§ Exercise instructions: Copy the listing below from its first line through the line containing "positive clicks: (778, 587) (512, 295)", replacing "rough mask" with "coarse mask" and leaving everything else unchanged. Omit the pictures from your copy.

§ Records for this task:
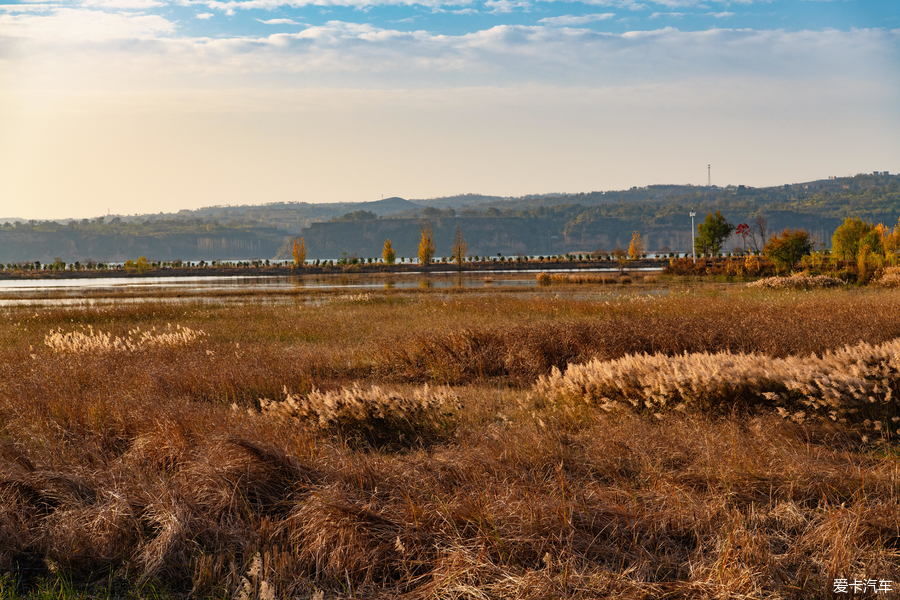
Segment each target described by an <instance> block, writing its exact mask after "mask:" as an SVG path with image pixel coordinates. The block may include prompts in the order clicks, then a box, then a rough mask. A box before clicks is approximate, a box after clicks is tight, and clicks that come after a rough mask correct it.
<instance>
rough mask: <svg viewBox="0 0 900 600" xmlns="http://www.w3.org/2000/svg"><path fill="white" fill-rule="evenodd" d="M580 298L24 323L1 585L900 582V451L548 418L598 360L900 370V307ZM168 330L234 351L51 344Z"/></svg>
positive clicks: (778, 587) (512, 295)
mask: <svg viewBox="0 0 900 600" xmlns="http://www.w3.org/2000/svg"><path fill="white" fill-rule="evenodd" d="M577 294H583V292H577V293H576V292H573V293H572V294H571V295H569V296H568V297H566V296H563V297H556V295H555V294H554V295H545V294H534V295H529V294H526V295H522V296H513V295H506V296H502V297H499V296H485V295H481V294H478V295H462V296H453V297H451V296H443V295H437V294H424V295H421V296H412V295H408V296H402V297H398V296H388V295H380V294H372V295H371V298H368V299H366V301H364V302H363V301H352V300H350V299H348V300H346V301H335V302H334V303H331V304H328V305H323V306H308V305H302V304H298V305H296V306H269V305H263V304H259V305H252V304H247V305H242V306H234V305H228V306H217V305H195V304H189V305H181V306H176V305H165V304H159V305H140V306H128V307H111V308H107V309H102V310H89V311H79V310H47V311H37V312H35V311H33V310H31V311H27V310H24V309H17V310H11V311H7V312H5V313H4V314H3V317H2V318H3V321H2V326H0V574H2V573H8V574H11V575H13V576H14V577H15V578H16V579H17V580H19V581H20V582H21V583H22V585H23V586H24V587H23V590H25V591H27V590H28V589H29V586H30V585H32V583H33V582H34V578H35V577H38V578H53V577H60V576H61V577H63V578H64V579H67V580H71V581H73V582H75V584H77V585H79V586H89V587H87V588H86V589H88V590H91V589H94V590H96V589H100V588H103V586H106V585H108V584H109V582H110V581H115V582H118V583H116V585H120V586H126V587H127V586H137V585H140V584H141V583H142V582H156V583H158V584H159V585H162V586H163V587H165V588H167V589H168V590H170V591H171V592H173V593H175V594H176V595H181V596H191V597H239V596H240V594H242V593H243V594H244V596H243V597H248V598H269V597H274V598H294V597H297V598H310V597H316V596H314V594H317V593H321V594H324V597H325V598H329V599H331V598H367V599H370V598H371V599H379V598H384V599H388V598H392V599H393V598H410V599H441V600H443V599H451V598H453V599H463V598H467V599H468V598H491V599H494V598H509V599H516V600H519V599H526V600H528V599H535V600H537V599H545V598H570V599H576V598H577V599H585V600H586V599H589V598H590V599H593V598H598V597H615V598H624V599H637V598H646V599H656V598H722V599H726V598H729V599H730V598H760V599H762V598H766V599H769V598H795V599H797V600H800V599H804V600H805V599H814V600H815V599H820V598H821V599H825V598H831V594H830V590H831V584H830V578H833V577H849V578H854V577H858V578H862V577H874V578H881V579H893V580H894V581H897V580H898V579H900V573H898V570H897V564H900V560H898V559H900V552H898V546H897V540H898V539H900V531H898V522H900V520H898V516H900V511H898V499H897V492H896V490H897V489H898V483H900V473H898V466H897V459H896V456H897V454H896V452H897V450H896V444H895V442H894V441H892V440H887V442H886V444H883V445H882V446H880V447H878V448H877V449H873V447H872V446H871V445H866V444H863V443H862V442H861V441H860V440H859V438H858V437H856V436H854V435H852V431H850V430H849V429H848V428H847V427H845V426H844V425H842V424H841V423H836V422H819V421H813V422H804V423H795V422H792V421H790V420H786V419H783V418H781V417H780V416H778V415H777V414H775V413H770V412H768V411H760V412H759V413H758V414H741V413H737V414H725V416H715V415H712V414H708V413H704V412H697V413H694V414H690V415H678V414H674V415H673V416H671V418H667V419H664V420H662V421H655V420H654V419H652V418H651V419H647V418H644V417H641V416H636V415H631V414H615V413H614V414H606V413H605V412H604V411H601V410H597V409H596V408H595V407H593V406H591V405H590V404H588V403H583V402H582V403H571V402H548V401H546V399H541V398H538V397H537V396H536V395H534V394H533V393H531V392H530V391H529V388H530V386H531V385H532V384H533V382H534V380H535V379H536V378H537V377H538V376H540V375H544V374H546V373H549V372H550V370H551V369H552V367H554V366H559V367H565V366H566V365H567V364H568V363H570V362H584V361H587V360H590V359H591V358H595V357H599V358H602V359H606V360H612V359H620V358H622V357H623V356H625V355H626V354H631V353H637V352H651V353H661V354H662V355H665V356H671V355H676V354H680V353H683V352H723V351H731V352H758V353H761V354H763V355H765V357H762V356H761V357H760V360H763V361H767V360H770V359H769V358H767V357H789V356H792V355H808V354H810V353H814V352H815V353H822V352H825V351H826V350H828V349H835V348H838V347H840V346H843V345H845V344H855V343H858V342H861V341H864V342H868V343H870V344H880V343H883V342H885V341H887V340H889V339H892V338H895V337H898V336H900V322H898V319H897V318H896V315H897V314H900V296H898V295H897V293H896V292H894V291H892V290H857V289H854V290H844V289H841V290H823V291H812V292H802V293H797V292H790V291H786V292H783V293H777V294H772V293H771V292H766V291H754V290H745V289H732V290H729V291H725V292H719V291H712V292H706V291H703V290H700V291H692V292H686V293H680V292H677V293H676V292H673V293H671V294H670V295H667V296H662V297H648V296H646V295H645V294H643V293H642V292H640V291H637V292H634V293H627V294H625V295H624V296H622V297H621V298H619V299H615V298H613V297H609V296H599V295H598V296H578V295H577ZM166 323H172V324H173V325H172V326H173V327H176V326H181V327H184V328H189V329H190V330H193V331H203V332H205V333H206V334H207V335H204V336H199V337H197V338H196V339H194V340H192V341H191V343H188V344H176V345H153V344H151V345H150V346H148V347H145V348H142V349H141V350H140V351H139V352H130V351H129V352H107V351H103V352H100V351H86V352H78V353H71V352H56V351H54V350H53V349H52V348H50V347H47V346H45V345H44V339H45V336H46V335H48V334H49V333H50V332H52V331H58V330H60V329H62V330H63V331H64V332H68V331H73V330H81V328H82V327H86V326H93V328H94V331H102V332H104V333H107V334H109V335H110V336H112V337H119V338H123V339H124V338H126V337H127V336H128V332H129V331H133V330H134V329H135V328H138V327H139V328H140V329H141V331H151V330H153V328H154V327H155V328H156V331H161V330H162V329H161V328H164V327H165V324H166ZM785 360H794V359H785ZM822 360H826V359H824V358H823V359H822ZM776 362H777V361H776ZM662 364H663V365H665V364H666V361H664V360H663V362H662ZM673 364H674V363H673ZM773 364H775V363H773ZM836 369H837V367H835V368H834V369H832V370H836ZM895 376H896V374H895V375H894V377H895ZM397 380H402V381H420V382H425V381H441V382H448V381H449V382H454V383H460V382H466V383H465V385H463V386H461V387H455V388H453V389H452V390H434V389H431V388H429V389H428V390H427V391H426V390H425V389H424V388H418V387H412V386H407V385H405V384H397V383H391V382H396V381H397ZM894 381H895V380H894ZM284 388H287V389H288V390H290V392H291V394H290V397H291V398H292V399H293V400H292V402H293V404H292V403H291V402H290V401H288V400H287V399H286V396H285V394H284ZM445 394H446V395H445ZM264 398H268V399H271V400H272V401H274V402H261V399H264ZM457 399H458V401H459V402H460V403H461V406H460V407H459V408H458V409H457V408H456V402H457ZM232 404H235V405H237V406H238V409H237V410H235V409H234V408H232ZM448 406H449V407H450V408H448ZM451 408H452V410H451ZM723 412H724V413H728V412H729V411H723ZM378 419H381V421H378ZM426 434H427V435H426ZM416 436H421V439H418V440H416V441H415V443H407V442H408V441H410V440H415V438H416ZM359 439H363V440H365V441H366V443H365V444H362V445H360V444H359V443H358V441H359ZM384 440H387V443H382V442H383V441H384ZM398 442H400V443H398ZM90 586H93V587H90ZM97 586H99V588H98V587H97ZM35 597H36V596H35ZM42 597H44V596H42ZM319 597H321V596H319Z"/></svg>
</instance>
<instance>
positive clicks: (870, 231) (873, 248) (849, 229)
mask: <svg viewBox="0 0 900 600" xmlns="http://www.w3.org/2000/svg"><path fill="white" fill-rule="evenodd" d="M866 245H867V246H868V247H869V251H870V252H878V253H880V252H881V236H880V235H879V233H878V231H876V229H875V226H874V225H872V224H871V223H866V222H865V221H863V220H862V219H859V218H857V217H847V218H846V219H844V222H843V223H841V224H840V226H839V227H838V228H837V229H835V230H834V235H832V236H831V253H832V254H833V255H834V256H835V257H836V258H839V259H840V260H846V261H851V260H855V259H856V257H857V256H858V255H859V250H860V248H862V247H863V246H866Z"/></svg>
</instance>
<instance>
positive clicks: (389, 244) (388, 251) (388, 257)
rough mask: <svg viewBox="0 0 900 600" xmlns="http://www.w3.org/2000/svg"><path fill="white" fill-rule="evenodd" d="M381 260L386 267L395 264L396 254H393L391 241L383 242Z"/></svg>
mask: <svg viewBox="0 0 900 600" xmlns="http://www.w3.org/2000/svg"><path fill="white" fill-rule="evenodd" d="M381 259H382V260H383V261H384V264H386V265H392V264H394V263H395V262H397V253H396V252H394V246H393V245H392V244H391V240H384V246H383V247H382V248H381Z"/></svg>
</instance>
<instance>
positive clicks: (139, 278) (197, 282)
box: [0, 269, 640, 306]
mask: <svg viewBox="0 0 900 600" xmlns="http://www.w3.org/2000/svg"><path fill="white" fill-rule="evenodd" d="M585 270H587V269H585ZM593 270H594V271H616V269H593ZM560 271H562V270H560ZM538 272H541V271H509V272H497V271H494V272H491V273H490V274H485V273H484V272H480V273H479V272H462V273H460V272H458V271H448V272H441V273H429V274H427V275H423V274H422V273H352V274H331V275H320V274H316V275H289V276H264V277H260V276H256V277H242V276H232V277H223V276H214V277H155V278H135V277H119V278H112V277H109V278H95V279H56V280H27V281H25V280H0V306H16V305H26V304H27V305H35V306H41V305H43V306H64V305H79V304H80V305H93V304H113V303H134V302H156V301H163V302H196V301H203V302H220V303H223V302H265V301H278V300H277V297H278V296H281V297H282V300H283V299H284V297H285V296H296V297H298V298H300V297H310V296H315V297H316V298H315V299H310V300H309V301H310V302H316V303H321V302H325V301H329V300H328V299H327V296H328V295H329V293H330V292H335V291H337V292H340V291H342V290H347V291H354V290H355V291H357V292H361V291H365V290H373V291H376V290H391V291H395V290H410V291H414V290H417V289H418V290H440V289H447V290H450V289H466V290H477V289H490V290H496V289H499V288H510V287H512V288H520V289H523V290H525V289H529V288H534V287H536V286H537V280H536V274H537V273H538ZM542 272H556V271H554V270H552V269H544V270H542ZM565 272H569V270H565ZM634 275H635V278H636V279H640V274H639V273H635V274H634ZM584 287H585V291H588V290H589V288H590V286H589V285H585V286H584ZM267 299H268V300H267Z"/></svg>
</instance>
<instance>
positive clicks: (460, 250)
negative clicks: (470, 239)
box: [451, 227, 468, 267]
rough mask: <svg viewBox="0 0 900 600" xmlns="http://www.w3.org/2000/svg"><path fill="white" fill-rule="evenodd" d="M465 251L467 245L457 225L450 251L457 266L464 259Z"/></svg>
mask: <svg viewBox="0 0 900 600" xmlns="http://www.w3.org/2000/svg"><path fill="white" fill-rule="evenodd" d="M467 251H468V245H467V244H466V240H465V238H463V236H462V230H461V229H460V228H459V227H457V228H456V236H455V237H454V238H453V250H452V252H451V255H452V256H453V261H454V262H455V263H456V264H457V266H459V267H462V264H463V261H464V260H466V252H467Z"/></svg>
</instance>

§ Answer to the exercise:
Segment each target described by an <instance> block, writing its exact mask after "mask:" as an SVG path with image pixel coordinates. The block may include prompts in the order clicks, then a box, then a coarse mask. A box before clicks is approximate, a box after clicks is tight, and clicks that come after a coarse mask correct it.
<instance>
coarse mask: <svg viewBox="0 0 900 600" xmlns="http://www.w3.org/2000/svg"><path fill="white" fill-rule="evenodd" d="M580 298L24 323L1 585L900 582V451L548 418L598 360L900 370V307ZM168 330L234 351L51 344Z"/></svg>
positive clicks: (778, 587) (512, 295)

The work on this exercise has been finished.